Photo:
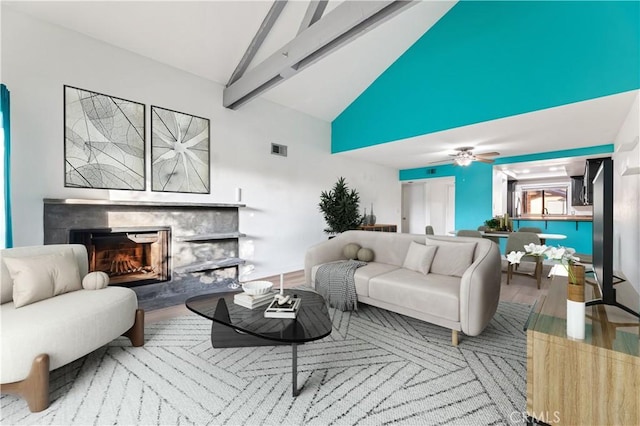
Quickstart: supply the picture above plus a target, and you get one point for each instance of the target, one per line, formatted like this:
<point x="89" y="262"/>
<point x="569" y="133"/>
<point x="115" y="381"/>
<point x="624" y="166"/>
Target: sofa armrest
<point x="480" y="290"/>
<point x="324" y="252"/>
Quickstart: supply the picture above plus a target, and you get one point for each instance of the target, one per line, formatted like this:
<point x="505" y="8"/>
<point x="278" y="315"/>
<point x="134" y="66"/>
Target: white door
<point x="428" y="202"/>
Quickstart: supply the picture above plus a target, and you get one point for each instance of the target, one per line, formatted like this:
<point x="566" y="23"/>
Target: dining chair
<point x="485" y="228"/>
<point x="530" y="229"/>
<point x="469" y="233"/>
<point x="516" y="242"/>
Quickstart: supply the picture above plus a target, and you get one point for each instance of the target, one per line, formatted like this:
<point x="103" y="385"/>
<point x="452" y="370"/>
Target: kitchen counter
<point x="561" y="218"/>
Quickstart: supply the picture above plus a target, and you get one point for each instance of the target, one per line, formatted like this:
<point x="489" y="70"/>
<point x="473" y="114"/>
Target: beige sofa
<point x="453" y="294"/>
<point x="47" y="334"/>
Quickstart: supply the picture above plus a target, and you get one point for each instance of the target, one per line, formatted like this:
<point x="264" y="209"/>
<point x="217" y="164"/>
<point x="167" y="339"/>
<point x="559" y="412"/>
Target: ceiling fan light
<point x="463" y="161"/>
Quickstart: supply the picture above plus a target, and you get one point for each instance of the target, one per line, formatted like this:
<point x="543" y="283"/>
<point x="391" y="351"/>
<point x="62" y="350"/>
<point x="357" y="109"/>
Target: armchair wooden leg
<point x="35" y="388"/>
<point x="136" y="332"/>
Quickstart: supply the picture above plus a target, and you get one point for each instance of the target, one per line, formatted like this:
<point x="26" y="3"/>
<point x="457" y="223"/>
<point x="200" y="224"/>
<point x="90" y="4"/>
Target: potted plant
<point x="492" y="224"/>
<point x="340" y="208"/>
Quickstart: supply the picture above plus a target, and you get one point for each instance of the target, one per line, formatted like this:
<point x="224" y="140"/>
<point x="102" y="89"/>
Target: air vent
<point x="277" y="149"/>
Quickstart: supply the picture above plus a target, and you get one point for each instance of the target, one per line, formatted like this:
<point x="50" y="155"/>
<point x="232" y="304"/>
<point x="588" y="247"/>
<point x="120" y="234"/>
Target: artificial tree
<point x="340" y="207"/>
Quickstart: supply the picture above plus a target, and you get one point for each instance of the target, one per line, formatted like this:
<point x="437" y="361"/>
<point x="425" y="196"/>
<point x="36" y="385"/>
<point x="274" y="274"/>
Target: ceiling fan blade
<point x="440" y="161"/>
<point x="487" y="154"/>
<point x="485" y="160"/>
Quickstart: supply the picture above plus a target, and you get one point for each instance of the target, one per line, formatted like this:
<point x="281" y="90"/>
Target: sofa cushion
<point x="350" y="251"/>
<point x="362" y="276"/>
<point x="66" y="327"/>
<point x="452" y="258"/>
<point x="365" y="273"/>
<point x="419" y="257"/>
<point x="365" y="255"/>
<point x="437" y="295"/>
<point x="37" y="278"/>
<point x="96" y="280"/>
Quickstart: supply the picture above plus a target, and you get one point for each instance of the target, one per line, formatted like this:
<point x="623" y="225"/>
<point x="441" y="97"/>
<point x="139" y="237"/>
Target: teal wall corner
<point x="488" y="60"/>
<point x="473" y="195"/>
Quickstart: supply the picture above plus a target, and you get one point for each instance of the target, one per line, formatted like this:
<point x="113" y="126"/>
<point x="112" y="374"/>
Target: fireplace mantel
<point x="90" y="202"/>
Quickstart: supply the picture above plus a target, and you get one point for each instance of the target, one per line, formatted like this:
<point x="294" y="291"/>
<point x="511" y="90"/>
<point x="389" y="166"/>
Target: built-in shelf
<point x="210" y="265"/>
<point x="89" y="202"/>
<point x="211" y="237"/>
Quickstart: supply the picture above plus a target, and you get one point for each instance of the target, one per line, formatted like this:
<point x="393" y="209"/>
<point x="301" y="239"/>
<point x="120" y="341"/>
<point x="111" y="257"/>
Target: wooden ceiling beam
<point x="343" y="24"/>
<point x="258" y="39"/>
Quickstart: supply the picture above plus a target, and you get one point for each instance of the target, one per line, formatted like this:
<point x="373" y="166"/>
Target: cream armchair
<point x="46" y="334"/>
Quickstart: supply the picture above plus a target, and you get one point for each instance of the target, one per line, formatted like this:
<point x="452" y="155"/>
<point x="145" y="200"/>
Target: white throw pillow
<point x="37" y="278"/>
<point x="95" y="280"/>
<point x="452" y="259"/>
<point x="419" y="257"/>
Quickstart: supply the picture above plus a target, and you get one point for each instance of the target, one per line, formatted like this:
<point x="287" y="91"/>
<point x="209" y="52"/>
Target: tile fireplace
<point x="130" y="256"/>
<point x="165" y="251"/>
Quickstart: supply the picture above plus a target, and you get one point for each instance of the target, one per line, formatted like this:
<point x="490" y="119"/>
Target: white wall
<point x="281" y="218"/>
<point x="626" y="227"/>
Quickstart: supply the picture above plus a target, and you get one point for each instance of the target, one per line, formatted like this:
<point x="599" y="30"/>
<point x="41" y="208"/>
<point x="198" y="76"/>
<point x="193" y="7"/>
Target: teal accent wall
<point x="489" y="60"/>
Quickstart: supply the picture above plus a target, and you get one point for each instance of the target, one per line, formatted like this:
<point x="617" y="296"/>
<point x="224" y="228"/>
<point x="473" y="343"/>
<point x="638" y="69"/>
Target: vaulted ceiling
<point x="209" y="38"/>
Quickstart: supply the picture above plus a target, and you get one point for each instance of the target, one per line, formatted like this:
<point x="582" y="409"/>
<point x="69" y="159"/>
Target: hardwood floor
<point x="521" y="290"/>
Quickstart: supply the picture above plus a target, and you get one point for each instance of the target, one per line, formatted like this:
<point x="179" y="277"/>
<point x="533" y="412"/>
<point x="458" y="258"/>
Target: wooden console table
<point x="595" y="381"/>
<point x="379" y="228"/>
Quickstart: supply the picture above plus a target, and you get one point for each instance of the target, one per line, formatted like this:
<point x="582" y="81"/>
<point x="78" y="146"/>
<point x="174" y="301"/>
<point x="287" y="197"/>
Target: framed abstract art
<point x="104" y="141"/>
<point x="179" y="152"/>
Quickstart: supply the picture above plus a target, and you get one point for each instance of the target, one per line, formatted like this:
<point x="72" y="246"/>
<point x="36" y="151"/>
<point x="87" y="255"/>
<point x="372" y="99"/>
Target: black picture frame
<point x="104" y="141"/>
<point x="180" y="149"/>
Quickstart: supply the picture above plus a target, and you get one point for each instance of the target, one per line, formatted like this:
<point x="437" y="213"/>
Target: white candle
<point x="575" y="319"/>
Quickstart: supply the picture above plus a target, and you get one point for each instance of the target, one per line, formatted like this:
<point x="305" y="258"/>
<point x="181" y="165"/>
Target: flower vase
<point x="575" y="302"/>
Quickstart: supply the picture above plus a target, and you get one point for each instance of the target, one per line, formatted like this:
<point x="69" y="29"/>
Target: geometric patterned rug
<point x="376" y="367"/>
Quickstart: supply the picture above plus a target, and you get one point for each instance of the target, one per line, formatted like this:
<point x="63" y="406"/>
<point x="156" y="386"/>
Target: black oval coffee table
<point x="236" y="326"/>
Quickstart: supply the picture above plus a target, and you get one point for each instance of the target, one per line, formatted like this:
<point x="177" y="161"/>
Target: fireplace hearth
<point x="130" y="256"/>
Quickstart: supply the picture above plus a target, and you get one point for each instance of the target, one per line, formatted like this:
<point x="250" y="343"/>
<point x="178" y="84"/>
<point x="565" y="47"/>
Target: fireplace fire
<point x="130" y="256"/>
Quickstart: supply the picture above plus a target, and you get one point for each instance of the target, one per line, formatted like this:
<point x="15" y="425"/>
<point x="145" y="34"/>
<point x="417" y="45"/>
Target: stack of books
<point x="249" y="301"/>
<point x="286" y="310"/>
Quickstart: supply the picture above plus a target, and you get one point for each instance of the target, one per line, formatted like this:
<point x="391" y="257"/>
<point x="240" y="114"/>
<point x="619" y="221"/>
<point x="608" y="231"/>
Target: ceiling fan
<point x="465" y="156"/>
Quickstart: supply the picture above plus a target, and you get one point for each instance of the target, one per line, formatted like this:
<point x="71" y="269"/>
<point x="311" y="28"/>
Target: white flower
<point x="514" y="257"/>
<point x="556" y="253"/>
<point x="535" y="250"/>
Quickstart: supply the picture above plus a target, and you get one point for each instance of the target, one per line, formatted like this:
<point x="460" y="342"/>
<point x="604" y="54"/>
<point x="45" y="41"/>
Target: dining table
<point x="505" y="234"/>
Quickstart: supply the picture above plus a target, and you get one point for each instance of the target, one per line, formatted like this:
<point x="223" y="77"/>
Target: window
<point x="545" y="199"/>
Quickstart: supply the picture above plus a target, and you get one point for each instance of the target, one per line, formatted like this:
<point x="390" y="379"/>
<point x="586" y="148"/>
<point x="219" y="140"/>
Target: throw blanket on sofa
<point x="335" y="282"/>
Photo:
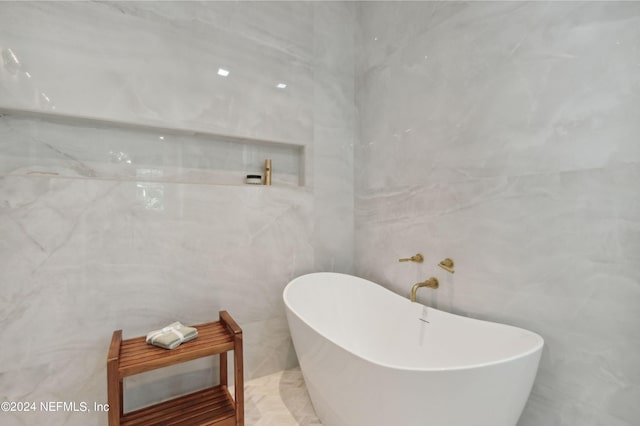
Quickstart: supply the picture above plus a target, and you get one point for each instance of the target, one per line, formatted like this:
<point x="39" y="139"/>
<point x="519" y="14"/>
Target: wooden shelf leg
<point x="114" y="383"/>
<point x="239" y="379"/>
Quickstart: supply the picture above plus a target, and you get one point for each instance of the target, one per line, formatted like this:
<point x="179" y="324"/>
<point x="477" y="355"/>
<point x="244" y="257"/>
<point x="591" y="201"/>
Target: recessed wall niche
<point x="52" y="145"/>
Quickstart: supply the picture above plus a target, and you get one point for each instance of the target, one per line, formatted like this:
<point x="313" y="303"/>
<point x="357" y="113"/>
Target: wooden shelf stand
<point x="212" y="406"/>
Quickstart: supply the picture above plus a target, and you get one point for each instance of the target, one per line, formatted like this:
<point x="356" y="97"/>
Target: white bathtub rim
<point x="536" y="348"/>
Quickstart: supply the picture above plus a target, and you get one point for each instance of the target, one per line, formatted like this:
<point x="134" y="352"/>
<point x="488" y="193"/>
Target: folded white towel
<point x="171" y="336"/>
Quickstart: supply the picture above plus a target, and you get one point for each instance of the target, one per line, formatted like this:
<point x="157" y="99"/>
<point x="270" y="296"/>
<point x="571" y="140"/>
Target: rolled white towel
<point x="171" y="336"/>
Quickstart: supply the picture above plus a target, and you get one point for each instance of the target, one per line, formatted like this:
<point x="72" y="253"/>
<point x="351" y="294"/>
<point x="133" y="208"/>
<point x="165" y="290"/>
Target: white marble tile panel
<point x="160" y="70"/>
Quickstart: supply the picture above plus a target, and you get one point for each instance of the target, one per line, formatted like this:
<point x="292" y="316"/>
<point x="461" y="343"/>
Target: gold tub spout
<point x="431" y="283"/>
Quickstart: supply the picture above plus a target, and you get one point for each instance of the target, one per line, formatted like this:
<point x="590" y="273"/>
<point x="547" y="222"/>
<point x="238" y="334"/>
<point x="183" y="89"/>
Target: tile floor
<point x="280" y="399"/>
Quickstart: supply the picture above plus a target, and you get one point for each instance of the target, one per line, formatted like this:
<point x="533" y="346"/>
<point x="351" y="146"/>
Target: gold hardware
<point x="267" y="172"/>
<point x="431" y="283"/>
<point x="447" y="265"/>
<point x="417" y="258"/>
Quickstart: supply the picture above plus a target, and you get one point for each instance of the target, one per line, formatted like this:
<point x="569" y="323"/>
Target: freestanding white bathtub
<point x="370" y="357"/>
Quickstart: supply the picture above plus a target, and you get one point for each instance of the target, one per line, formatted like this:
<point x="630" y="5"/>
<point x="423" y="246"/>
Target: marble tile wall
<point x="87" y="254"/>
<point x="505" y="135"/>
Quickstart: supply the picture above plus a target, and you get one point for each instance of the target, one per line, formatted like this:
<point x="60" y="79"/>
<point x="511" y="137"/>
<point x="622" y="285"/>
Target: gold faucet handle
<point x="447" y="265"/>
<point x="417" y="258"/>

——————————

# WHAT THE TASK REQUIRES
How many lines of the rows above contain the string "dining", with case counting? Give only the number.

# TASK ANSWER
2